# DIRECTIONS FOR THIS TASK:
Nothing but the images should be left out when the entries are restated word for word.

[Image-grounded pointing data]

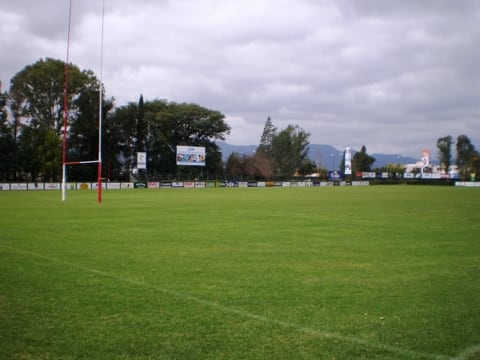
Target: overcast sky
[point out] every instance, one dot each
(391, 75)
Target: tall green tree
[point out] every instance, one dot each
(466, 154)
(444, 146)
(265, 146)
(362, 161)
(168, 124)
(7, 145)
(289, 150)
(142, 130)
(37, 102)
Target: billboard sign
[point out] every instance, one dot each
(348, 161)
(141, 160)
(191, 155)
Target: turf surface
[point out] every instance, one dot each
(295, 273)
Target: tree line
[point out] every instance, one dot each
(467, 157)
(31, 135)
(31, 129)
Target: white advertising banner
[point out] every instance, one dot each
(191, 155)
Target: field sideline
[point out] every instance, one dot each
(378, 272)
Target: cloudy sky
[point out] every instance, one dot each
(391, 75)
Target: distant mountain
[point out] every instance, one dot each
(327, 156)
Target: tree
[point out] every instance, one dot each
(37, 105)
(362, 161)
(444, 146)
(466, 155)
(7, 145)
(265, 146)
(166, 125)
(289, 149)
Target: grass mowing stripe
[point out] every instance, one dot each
(315, 332)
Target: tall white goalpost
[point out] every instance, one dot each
(100, 114)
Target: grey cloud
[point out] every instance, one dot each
(394, 76)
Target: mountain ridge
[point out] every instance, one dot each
(324, 155)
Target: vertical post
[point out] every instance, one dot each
(100, 113)
(65, 108)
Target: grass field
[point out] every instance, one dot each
(279, 273)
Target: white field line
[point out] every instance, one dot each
(463, 355)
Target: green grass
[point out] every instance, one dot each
(277, 273)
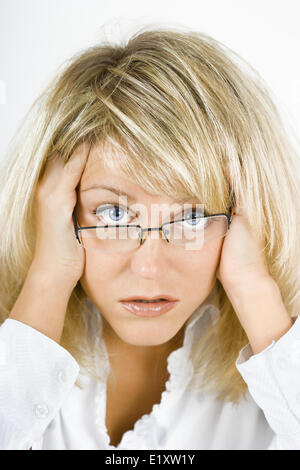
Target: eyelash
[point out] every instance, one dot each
(112, 205)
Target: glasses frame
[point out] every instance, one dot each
(77, 228)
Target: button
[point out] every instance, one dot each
(282, 363)
(61, 376)
(41, 410)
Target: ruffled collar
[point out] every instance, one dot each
(180, 370)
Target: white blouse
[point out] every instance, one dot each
(41, 407)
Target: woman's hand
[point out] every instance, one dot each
(243, 262)
(57, 251)
(253, 293)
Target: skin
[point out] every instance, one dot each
(154, 268)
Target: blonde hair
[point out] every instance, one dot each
(183, 113)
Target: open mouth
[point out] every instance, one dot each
(148, 308)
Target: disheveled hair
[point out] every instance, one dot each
(184, 113)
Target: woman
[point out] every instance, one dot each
(171, 131)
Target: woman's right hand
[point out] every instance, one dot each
(57, 251)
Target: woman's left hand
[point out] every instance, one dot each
(242, 262)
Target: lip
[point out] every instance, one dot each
(144, 297)
(151, 309)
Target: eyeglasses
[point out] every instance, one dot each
(180, 233)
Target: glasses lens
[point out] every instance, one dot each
(111, 238)
(193, 234)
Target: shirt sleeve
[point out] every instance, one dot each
(36, 375)
(273, 379)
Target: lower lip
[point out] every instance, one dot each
(153, 309)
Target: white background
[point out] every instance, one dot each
(37, 36)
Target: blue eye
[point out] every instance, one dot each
(111, 213)
(194, 218)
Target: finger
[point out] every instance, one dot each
(75, 166)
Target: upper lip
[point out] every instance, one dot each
(142, 297)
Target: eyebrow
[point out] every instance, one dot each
(119, 192)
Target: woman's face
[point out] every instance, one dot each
(152, 269)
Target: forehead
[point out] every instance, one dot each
(103, 167)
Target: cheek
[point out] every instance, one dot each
(101, 267)
(203, 264)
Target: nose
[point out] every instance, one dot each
(150, 259)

# RESULT OF THIS EXERCISE:
Target: overcast sky
[point out] every instance, one dot each
(391, 75)
Target: tall green tree
[point out] every instance, one dot each
(466, 154)
(444, 146)
(265, 146)
(362, 161)
(168, 124)
(7, 145)
(289, 150)
(142, 130)
(37, 102)
Target: billboard sign
[point out] every instance, one dot each
(348, 161)
(141, 160)
(191, 155)
Target: turf surface
[point out] every instance, one dot each
(295, 273)
Target: tree line
[point out] every instance, one dot each
(467, 157)
(31, 135)
(31, 129)
Target: white advertising banner
[point out] every instance, one dot each
(191, 155)
Target: field sideline
[point out] every instance, one dot each
(378, 272)
Target: cloudy sky
[point out] every instance, one dot each
(391, 75)
Target: distant mountain
[point out] every instance, one dot each
(327, 156)
Target: tree
[point out] every instance, one dot each
(37, 105)
(362, 161)
(444, 146)
(466, 155)
(7, 145)
(265, 146)
(166, 125)
(289, 149)
Target: grass mowing stripe
[point out] every instance, one dot each
(315, 332)
Target: tall white goalpost
[point out] every instance, one dot each
(100, 114)
Target: grey cloud
[point out] every instance, one dot each
(394, 76)
Target: mountain ridge
[point out] every instance, one dot each
(324, 155)
Target: vertical post
[point out] every instance, one dot each
(100, 113)
(65, 108)
Target: grass field
[point out] every instance, one dot each
(279, 273)
Target: white field line
[point out] every instance, one dot each
(463, 355)
Target: green grass
[point out] every instance, one dot each
(277, 273)
Target: eyelash
[point out] every instance, one dot each
(112, 205)
Target: glasses frame
[point out] every instance, one dot each
(77, 228)
Target: button
[point out] every instance, one dot each
(282, 363)
(61, 376)
(41, 410)
Target: ruffled collar
[point out] every instance, one dot each
(180, 370)
Target: white blouse
[point out] every instance, one dot each
(41, 407)
Target: woman's hand
[point out] every instance, one dot each
(243, 262)
(57, 251)
(253, 293)
Target: skin
[point out] every instance, one dot each
(154, 268)
Target: blonde hair
[point out] every instance, one dot each
(183, 113)
Target: open mouth
[point out] every instance, one dot each
(148, 308)
Target: disheveled hair
[point out] every instance, one dot each
(184, 113)
Target: woman
[point out] every instance, one dot each
(171, 131)
Target: woman's right hand
[point out] every instance, one dot each
(57, 251)
Target: woman's left hand
[point out] every instance, one dot each
(242, 262)
Target: lip
[point out] every instance, one dot each
(144, 297)
(151, 309)
Target: eyeglasses
[point out] every instance, one dot each
(180, 233)
Target: glasses lens
[point out] every instance, one dot each
(111, 238)
(193, 234)
Target: shirt sleeve
[point out] every instance, one dot each
(36, 375)
(273, 379)
Target: lower lip
[point out] every instance, one dot each
(153, 309)
Target: white background
[point out] every instance, one dot each
(37, 36)
Target: blue eye
[point out] every instance, one dot each
(111, 213)
(194, 218)
Target: finger
[point out] every instance, one dot each
(75, 166)
Target: upper lip
[point out] every instance, one dot each
(142, 297)
Target: eyebrow
[point out] every instance, one dot each
(119, 192)
Target: woman's face
[point out] every instance, one dot each
(152, 269)
Target: forehead
[point out] every instance, one dot each
(103, 167)
Target: cheek
[point out] every instance, one dot each
(101, 267)
(203, 264)
Target: nose
[point out] every instance, one dot each
(150, 259)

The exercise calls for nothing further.